** Exercise directions **
Copy out every line of the data exactly.

** Data shown **
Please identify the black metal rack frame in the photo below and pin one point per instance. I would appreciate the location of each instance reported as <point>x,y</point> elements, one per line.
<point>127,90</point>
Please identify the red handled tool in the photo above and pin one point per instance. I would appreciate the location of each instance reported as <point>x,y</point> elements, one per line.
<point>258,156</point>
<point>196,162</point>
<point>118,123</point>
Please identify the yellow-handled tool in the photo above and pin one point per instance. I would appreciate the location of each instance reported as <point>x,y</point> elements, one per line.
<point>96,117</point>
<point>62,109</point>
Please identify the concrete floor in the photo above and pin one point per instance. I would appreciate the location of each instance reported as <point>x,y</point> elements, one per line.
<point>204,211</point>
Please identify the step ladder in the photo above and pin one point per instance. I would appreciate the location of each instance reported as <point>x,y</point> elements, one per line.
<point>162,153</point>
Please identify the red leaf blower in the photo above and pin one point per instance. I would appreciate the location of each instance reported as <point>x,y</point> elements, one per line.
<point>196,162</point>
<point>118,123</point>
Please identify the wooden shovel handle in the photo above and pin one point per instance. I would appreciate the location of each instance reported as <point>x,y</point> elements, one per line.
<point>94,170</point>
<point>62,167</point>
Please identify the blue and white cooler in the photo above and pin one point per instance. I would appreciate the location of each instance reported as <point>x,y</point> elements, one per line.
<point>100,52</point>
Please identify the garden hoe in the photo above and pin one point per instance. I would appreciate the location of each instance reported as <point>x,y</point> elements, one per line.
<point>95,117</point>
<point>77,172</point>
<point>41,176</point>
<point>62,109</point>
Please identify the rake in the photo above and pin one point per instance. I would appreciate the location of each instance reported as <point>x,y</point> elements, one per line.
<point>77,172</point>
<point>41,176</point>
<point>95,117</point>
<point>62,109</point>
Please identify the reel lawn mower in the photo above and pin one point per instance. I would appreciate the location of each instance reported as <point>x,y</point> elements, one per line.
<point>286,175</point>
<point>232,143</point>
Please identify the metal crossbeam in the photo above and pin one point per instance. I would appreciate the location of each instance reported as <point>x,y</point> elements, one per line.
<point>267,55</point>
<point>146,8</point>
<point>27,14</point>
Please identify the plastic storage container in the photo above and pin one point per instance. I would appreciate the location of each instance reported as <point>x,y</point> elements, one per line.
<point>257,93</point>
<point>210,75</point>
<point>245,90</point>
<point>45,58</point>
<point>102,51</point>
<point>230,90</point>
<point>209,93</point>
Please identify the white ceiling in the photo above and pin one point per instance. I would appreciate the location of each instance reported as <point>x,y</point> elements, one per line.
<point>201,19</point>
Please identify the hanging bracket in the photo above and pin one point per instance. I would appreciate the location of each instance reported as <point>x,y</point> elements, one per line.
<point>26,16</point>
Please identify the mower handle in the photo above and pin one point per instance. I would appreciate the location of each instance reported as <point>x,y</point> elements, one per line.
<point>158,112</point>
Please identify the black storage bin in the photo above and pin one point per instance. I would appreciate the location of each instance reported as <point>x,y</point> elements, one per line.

** Problem solution **
Please identify the black metal rack frame in the photo below and pin one point per instance. I would appreciate the location of each instance reported as <point>x,y</point> elements, one per line.
<point>127,90</point>
Please identify the red handled tool in the photo above and pin one point per instance. I would appreciate the location of each instance reported as <point>x,y</point> elements, one per line.
<point>258,156</point>
<point>196,162</point>
<point>118,123</point>
Please identify the yellow-handled tool in the photo above and pin one point per instance. I would appreciate the location of each instance reported as <point>x,y</point> elements, one per line.
<point>96,117</point>
<point>62,109</point>
Please identify the concrete floor in the photo above and pin one point per instance. I would appreciate the location of each instance reported as <point>x,y</point> elements, one per line.
<point>204,211</point>
Please identify the step ladder in the photo above and pin one point per instance. I would appreciate the location of each instance reported as <point>x,y</point> elements, one per line.
<point>162,153</point>
Please identify the red leaf blower in the photo above and pin one point per instance. I would appreciate the location of each instance reported as <point>x,y</point> elements, one per line.
<point>196,162</point>
<point>118,123</point>
Please identify the wooden shovel handle in the photo above and pin one point per instance. I would appreciate the location of each instance reported as <point>x,y</point> elements, one per line.
<point>94,170</point>
<point>62,167</point>
Please identify the blue and white cooler in the photo above and pin one point per instance. I would appreciate the location of each instance reported as <point>x,y</point> elements, one per line.
<point>100,52</point>
Please identify the garden hoe in the photo above and pin one point per instance. I would appreciate the location of each instance reported as <point>x,y</point> elements, one per line.
<point>95,117</point>
<point>77,172</point>
<point>41,176</point>
<point>62,109</point>
Please identify the rake in the photo above and pin one point per instance. I would appreciate the location of each instance reported as <point>x,y</point> elements, one per line.
<point>77,172</point>
<point>41,176</point>
<point>95,117</point>
<point>62,109</point>
Please identify the reel lawn mower in the photo above and pin one point per instance. I would appreciate the location of each instance reported as <point>x,y</point> elements, one per line.
<point>286,175</point>
<point>232,143</point>
Please identify the metal crossbeam in the photo above and pin one point per instance. I would appreciate the location of each instance reported as <point>x,y</point> elements, one per line.
<point>267,55</point>
<point>146,8</point>
<point>27,14</point>
Please identify the plastic storage container in the photo above and pin one point per instance. I would appreciate the location of each instance reported as <point>x,y</point> elements, one per line.
<point>257,93</point>
<point>210,75</point>
<point>245,90</point>
<point>45,58</point>
<point>102,51</point>
<point>230,90</point>
<point>209,93</point>
Please identify the white ceiling in the photo above and pin one point per instance. I would appreciate the location of each instance reported as <point>x,y</point> elements, one per line.
<point>201,19</point>
Please identify the hanging bracket in the photo above and pin one point per instance. I would appreciate the location of each instance reported as <point>x,y</point> elements, one per line.
<point>26,16</point>
Please identify the mower handle in the photo above and pin one point per instance. I would appreciate the location of each instance reported as <point>x,y</point> elements, one per line.
<point>158,112</point>
Please identify the black storage bin in the photo above and pin one point per instance. I would appreciate the location of each instance reported as <point>x,y</point> elements, one per line.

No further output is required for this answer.